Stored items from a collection
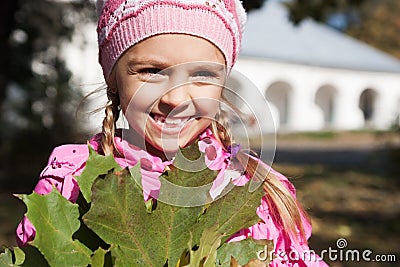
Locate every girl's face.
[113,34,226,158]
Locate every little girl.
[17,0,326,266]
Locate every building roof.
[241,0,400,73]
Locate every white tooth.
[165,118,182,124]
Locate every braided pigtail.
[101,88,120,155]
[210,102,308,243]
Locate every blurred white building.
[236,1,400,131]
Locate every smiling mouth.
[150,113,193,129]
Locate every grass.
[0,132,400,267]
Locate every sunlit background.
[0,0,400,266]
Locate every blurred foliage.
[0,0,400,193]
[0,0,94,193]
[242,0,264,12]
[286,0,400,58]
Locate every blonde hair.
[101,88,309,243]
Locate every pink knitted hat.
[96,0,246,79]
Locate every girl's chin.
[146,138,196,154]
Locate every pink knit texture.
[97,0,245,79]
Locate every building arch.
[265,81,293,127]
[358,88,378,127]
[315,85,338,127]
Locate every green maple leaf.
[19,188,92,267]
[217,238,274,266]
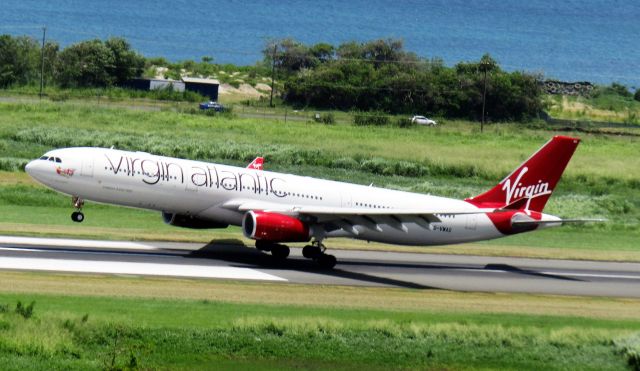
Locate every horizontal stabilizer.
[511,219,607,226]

Set problem:
Could you repeat every row above word for word, leaving the pictures out?

Solved problem:
Locate every girl's face.
[113,34,226,158]
Locate every little girl.
[17,0,326,266]
Locate every building roof.
[241,0,400,73]
Locate every white tooth.
[165,118,182,124]
Locate every braided pigtail.
[101,88,120,155]
[210,102,308,243]
Locate every blurred white building.
[236,1,400,131]
Locate every smiling mouth.
[150,113,193,129]
Locate every grass.
[0,132,400,267]
Locate every sunlit background.
[0,0,400,266]
Locate every blurred foliage.
[0,0,400,193]
[0,0,94,193]
[242,0,264,12]
[286,0,400,58]
Locate every blonde hair.
[101,88,309,243]
Locate every pink knitted hat.
[96,0,246,79]
Locate every girl's chin.
[146,138,196,154]
Locate every pink knit texture.
[97,0,245,79]
Locate every building arch.
[265,81,293,127]
[358,88,378,127]
[315,85,338,127]
Locate every green maple leaf.
[19,188,92,267]
[217,238,274,266]
Locate every horizontal stabilizer.
[511,219,607,226]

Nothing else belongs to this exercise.